Exercise description
All of the data below must be repeated exactly.

The records
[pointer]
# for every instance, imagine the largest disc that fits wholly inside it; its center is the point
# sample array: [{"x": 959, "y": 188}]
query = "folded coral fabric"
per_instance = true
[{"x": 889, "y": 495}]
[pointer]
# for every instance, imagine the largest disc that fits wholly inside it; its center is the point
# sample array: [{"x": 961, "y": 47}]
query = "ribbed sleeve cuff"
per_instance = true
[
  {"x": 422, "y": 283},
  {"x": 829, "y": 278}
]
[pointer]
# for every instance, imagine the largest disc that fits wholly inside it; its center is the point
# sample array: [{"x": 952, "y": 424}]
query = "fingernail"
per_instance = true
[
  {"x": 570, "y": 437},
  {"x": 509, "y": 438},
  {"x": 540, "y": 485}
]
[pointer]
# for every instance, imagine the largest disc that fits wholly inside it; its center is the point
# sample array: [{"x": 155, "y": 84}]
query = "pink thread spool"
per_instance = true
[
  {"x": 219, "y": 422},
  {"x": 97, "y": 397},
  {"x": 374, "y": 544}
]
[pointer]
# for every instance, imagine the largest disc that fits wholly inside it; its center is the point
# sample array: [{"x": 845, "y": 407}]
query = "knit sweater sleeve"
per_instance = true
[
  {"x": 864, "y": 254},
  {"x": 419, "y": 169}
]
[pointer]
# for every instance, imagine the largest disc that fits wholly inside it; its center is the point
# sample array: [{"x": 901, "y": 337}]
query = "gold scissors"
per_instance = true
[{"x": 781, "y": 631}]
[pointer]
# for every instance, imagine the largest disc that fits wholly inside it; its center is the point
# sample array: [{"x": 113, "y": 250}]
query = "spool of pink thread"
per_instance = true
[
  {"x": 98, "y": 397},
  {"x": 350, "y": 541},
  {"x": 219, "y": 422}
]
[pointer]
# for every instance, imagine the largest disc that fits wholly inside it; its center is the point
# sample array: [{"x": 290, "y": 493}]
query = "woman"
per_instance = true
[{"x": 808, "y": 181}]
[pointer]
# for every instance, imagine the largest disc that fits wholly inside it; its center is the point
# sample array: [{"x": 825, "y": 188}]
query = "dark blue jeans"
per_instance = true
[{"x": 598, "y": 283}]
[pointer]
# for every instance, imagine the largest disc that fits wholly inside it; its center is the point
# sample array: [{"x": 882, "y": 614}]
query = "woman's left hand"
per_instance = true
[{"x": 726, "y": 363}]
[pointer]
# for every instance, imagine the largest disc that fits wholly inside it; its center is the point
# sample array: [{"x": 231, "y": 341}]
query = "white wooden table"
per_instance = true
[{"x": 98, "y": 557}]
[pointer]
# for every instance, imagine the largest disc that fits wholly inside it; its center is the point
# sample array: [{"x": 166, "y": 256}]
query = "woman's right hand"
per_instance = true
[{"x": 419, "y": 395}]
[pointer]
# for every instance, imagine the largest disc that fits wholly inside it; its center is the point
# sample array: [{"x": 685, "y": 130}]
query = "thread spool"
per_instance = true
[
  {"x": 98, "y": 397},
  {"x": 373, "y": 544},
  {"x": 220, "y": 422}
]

Answer to the exercise
[pointer]
# for every instance, imagine the largest disc that fits wholly inside it; its center is the point
# sample array: [{"x": 959, "y": 188}]
query = "folded coral fabric"
per_instance = true
[{"x": 889, "y": 495}]
[pointer]
# for every instance, imagine the largest disc that fits wholly inside it; its center is the point
# sample array: [{"x": 961, "y": 47}]
query = "ribbed sleeve cuff"
per_instance = true
[
  {"x": 422, "y": 283},
  {"x": 829, "y": 278}
]
[pointer]
# for every instance, imagine the largest disc that fits wholly inside it; its center is the point
# sample array: [{"x": 952, "y": 424}]
query = "fingernail"
per_instance = true
[
  {"x": 570, "y": 437},
  {"x": 509, "y": 438},
  {"x": 540, "y": 485}
]
[pointer]
# for every instance, imagine the largest disc that fits wholly inside it; its center is the point
# sample array: [{"x": 155, "y": 84}]
query = "pink thread spool"
per_instance = true
[
  {"x": 219, "y": 422},
  {"x": 97, "y": 397},
  {"x": 374, "y": 544}
]
[pointer]
# for every instance, imagine the largest disc that fits wholly inside it; its center is the point
# sample array: [{"x": 845, "y": 407}]
query = "knit sweater sleeve"
per_instance = true
[
  {"x": 864, "y": 254},
  {"x": 419, "y": 169}
]
[pointer]
# for every instance, imagine the largest disc that fits wholly inside it; its center is the point
# sample array: [{"x": 901, "y": 337}]
query = "gold scissors"
per_instance = true
[{"x": 781, "y": 631}]
[pointer]
# for every instance, imagine the largest disc that fits wholly inside it; its center is the point
# sample array: [{"x": 113, "y": 250}]
query = "spool of pink thread"
per_instance = true
[
  {"x": 98, "y": 397},
  {"x": 350, "y": 541},
  {"x": 219, "y": 422}
]
[pointer]
# for every instance, imagine the largest disc that fits wholly inside it; its center is the point
# sample array: [{"x": 290, "y": 493}]
query = "woman"
per_instance = true
[{"x": 808, "y": 181}]
[pointer]
# for every instance, imagine the largest disc that fits wholly inside it; its center is the point
# sample array: [{"x": 825, "y": 188}]
query = "dark blue jeans"
per_instance = true
[{"x": 598, "y": 283}]
[pointer]
# for every instance, imagine the largest disc that fits wholly inside it; its center is the point
# sample array: [{"x": 882, "y": 614}]
query = "woman's left hand"
per_instance = true
[{"x": 726, "y": 363}]
[pointer]
# for every instance, imagine the largest disc that fits wholly inside it; its center is the point
# sample array: [{"x": 231, "y": 341}]
query = "white wooden table"
per_instance = true
[{"x": 98, "y": 557}]
[pointer]
# for every instance, imagine the largest disc that fits wholly inside it; its center is the point
# sample array: [{"x": 166, "y": 256}]
query = "woman's right hand"
per_instance = true
[{"x": 419, "y": 395}]
[pointer]
# for every instance, imagine the largest disc that fits wholly inside it; its center is the point
# sample array: [{"x": 685, "y": 130}]
query = "thread spool"
per_instance = true
[
  {"x": 98, "y": 397},
  {"x": 373, "y": 544},
  {"x": 220, "y": 422}
]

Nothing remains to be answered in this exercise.